Art is like the tides in that it moves us, lifts us, and takes us with it. An outside force often outside of our control. The stifling hums of our vagus nerve, the squeaking pacing steps—the way we have constricted our museum spaces is in resistance to our own metronomic tides.
We need to create embodied curations that allow the tides to move us. In order to do this, we need to prioritize other forms of engaging art beyond the silent gaze. While there is use for silence at times, the decibel level in many museums—particularly in NYC—is that of a scream held in.
The tides move us in waves, rocking us to and fro in the rhythms we use to soothe babies, the paths our feet walk when we pace. My mom does this already. Her feet tap in rhythms. It does not stop when she sleeps, which as a nervous child would drive me crazy.
But First: What Is Art?
Art is defined by its relationship between (sorry greek terms, they dont exist in english) poiesis (POY-ES-ISS), pathos, and tropē. Art historically has been so hard to define because it is defined by a moving relational network. Art is poiesis (poy-es-iss) that produces pathē (PAH-thay) through tropē (TROH-pay).
In poiesis, something is brought into being—whether shared publicly or experienced privately, the essential act is one of making, of creation. Often this is done via "thinking through things," where language or thought alone fall short and something must be made. Artistic poiesis differs from mere craft in its orientation: it aims toward pathos, toward affecting the experiencer.

### Data excerpt
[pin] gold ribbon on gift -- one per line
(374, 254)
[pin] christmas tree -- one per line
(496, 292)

### Directive 1
Answer these questions about the essay on art and museums.
(a) What does the essay compare the decibel level in many museums to?
(b) Which three Greek terms does the essay use to define art?
(c) According to the essay, what does artistic poiesis aim toward that sets it apart from mere craft?
### Directive 2
Write the next paragraph of the essay on art and museums, following on from its final sentence.

### Exercise response 1
(a) A scream held in.
(b) Poiesis, pathos (pathē), and tropē.
(c) Pathos, meaning it aims toward affecting the experiencer.

### Exercise response 2
Pathē are not emotions we choose but states that seize us—bodily, visceral, involuntary responses to what stands before us. We are acted upon, moved, impressed. Yet the pathē (PAH-thay) of art aren't arbitrary sensations. They operate through tropē: art turns us, redirects our consciousness, reorients our understanding.
Where a utilitarian object—like my coffee mug I sit and drink from as I wrote this—confirms existing patterns (the mug delivers coffee as expected), art disrupts and redirects, though not always in constance. It is, like the tides, moving us. It uncovers what was hidden while simultaneously guiding us toward new territories of experience. Art, then, is making that which moves us by turning us—poiesis producing pathē through tropē.
A very clear example is Duchamp's urinal. Duchamp brings something into being—not by traditional making (sculpting, painting), but by selecting and recontextualizing. The act of signing "R. Mutt," the sculptor (as so many urinals are or were made), titling it Fountain, and submitting it to an exhibition is the creative gesture. The poiesis here is conceptual displacement.
Viewers undergo something visceral: the collision between "sacred or elite art space" and "hidden bathroom fixture" creates a bodily, intellectual jolt.
This is where Fountain becomes genuinely artistic rather than mere provocation. It turns your understanding—it reorients what counts as art, what counts as creation, where aesthetic value resides. You can't look at art the same way after encountering it. It redirects consciousness from "art = skilled handcraft producing beauty" toward "art = framing, context, concept, questioning." The urinal doesn't just shock—it pivots the entire discourse, makes you face a different direction.
"Art is the world talking back." (Chus Martinez in “What is Art” in Ten Fundamentals of Curating.
Emotive Ambient Sounds
The silences in most art exhibit spaces, curatorial spaces, museums, emphasize the sounds that are present. Stones caught in sneakers scrape across cement and wood floors. An old man's phone rings. His zipper unzipping as he scrambles—a little too slowly, albeit frantically—to silence it. Voices are hushed. Parents shush their children. People talk in whispers, always whispers. Ambient sounds outside of the art are stifled.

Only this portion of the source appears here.